**Texte fourni**.

==============================

Sœur Hélène avec toute la Création

Au service du diocèse de Séez depuis sept ans, Hélène Versavel, sœur de Saint François d’Assise, est responsable de la commission de Laudato si’. Elle s’attache, entre patience et obstination, à faire progresser les prises de conscience. Portrait. Par Florence de Maistre.
“La commission de Laudato si’ est maintenant membre de la diaconie diocésaine. Ce grand rapprochement est fondamental pour pouvoir répondre aux deux clameurs : celle de Terre et celle des pauvres. Il s’agit de se les approprier pleinement et de tenir compte de la dimension sociale de la crise écologique. Dans la commission, une personne est particulièrement investie au CCFD-Terre solidaire : elle nous rappelle régulièrement cet aspect important en France et à l’international”, indique soeur Hélène Versavel, soeur de saint François d’Assise, 52 ans, co-référente à l’écologie intégrale avec le frère missionnaire des campagnes Emmanuel Derkenne pour le diocèse de Séez.

==============================

**Lignes de données**.

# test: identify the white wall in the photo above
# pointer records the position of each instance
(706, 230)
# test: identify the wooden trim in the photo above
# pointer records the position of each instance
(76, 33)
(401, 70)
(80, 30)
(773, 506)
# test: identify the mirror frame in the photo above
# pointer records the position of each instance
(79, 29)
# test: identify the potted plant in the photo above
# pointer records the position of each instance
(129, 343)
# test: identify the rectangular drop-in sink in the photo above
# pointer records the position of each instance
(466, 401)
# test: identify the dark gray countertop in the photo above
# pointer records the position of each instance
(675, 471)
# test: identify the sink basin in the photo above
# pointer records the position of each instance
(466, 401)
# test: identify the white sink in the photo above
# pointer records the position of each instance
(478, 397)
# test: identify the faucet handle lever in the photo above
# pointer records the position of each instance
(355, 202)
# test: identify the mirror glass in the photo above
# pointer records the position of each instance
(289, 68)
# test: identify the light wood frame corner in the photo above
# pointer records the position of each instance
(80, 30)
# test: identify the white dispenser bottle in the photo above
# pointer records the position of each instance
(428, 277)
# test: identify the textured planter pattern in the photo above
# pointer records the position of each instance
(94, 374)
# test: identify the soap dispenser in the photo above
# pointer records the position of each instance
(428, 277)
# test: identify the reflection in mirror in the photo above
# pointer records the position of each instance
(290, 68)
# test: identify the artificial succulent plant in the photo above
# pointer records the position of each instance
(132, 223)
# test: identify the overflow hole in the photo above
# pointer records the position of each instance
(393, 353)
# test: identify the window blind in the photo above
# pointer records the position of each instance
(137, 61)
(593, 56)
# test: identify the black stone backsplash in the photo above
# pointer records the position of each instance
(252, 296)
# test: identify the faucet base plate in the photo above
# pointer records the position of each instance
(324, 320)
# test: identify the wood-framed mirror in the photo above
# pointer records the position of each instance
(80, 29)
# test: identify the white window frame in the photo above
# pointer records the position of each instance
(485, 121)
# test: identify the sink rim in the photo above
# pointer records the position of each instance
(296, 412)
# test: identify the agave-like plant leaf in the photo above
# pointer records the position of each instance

==============================

**Consigne**. Pourriez-vous poursuivre le portrait de sœur Hélène Versavel à partir de sa dernière phrase ?

**Résultat attendu**.
Titulaire d’une maîtrise d’allemand et du diplôme de documentaliste, Hélène entre chez les sœurs de saint François d’Assise en 2013, après avoir travaillé pendant dix ans au Secours catholique. Dès sa sortie du noviciat, elle rejoint à nouveau le service des pauvres en œuvrant auprès de la Caritas d’Alsace. Ornithologue de passion, elle aime les oiseaux et avec eux leurs milieux de vie. “Les voir disparaître est très compliqué à supporter pour moi. Heureusement la spiritualité de saint François m’aide beaucoup. Laudato si’ a été le livre de mes vacances de l’été 2015. Sa lecture a été très forte”, confie la religieuse. Entre amour du vivant et liens développés avec la diaconie, sœur Hélène expérimente naturellement les fondements de l’encyclique du pape François sur la question de l’environnement qui fait partie désormais de la doctrine sociale de l’Église. La religieuse arrive en 2018 dans le diocèse de l’Orne d’abord au service de la visite pastorale en monde rural de Mgr Jacques Habert, alors évêque de Séez. Une mission couplée avec celle de porter la préservation de la maison commune. Elle relève alors “une belle dynamique qui frémit doucement”.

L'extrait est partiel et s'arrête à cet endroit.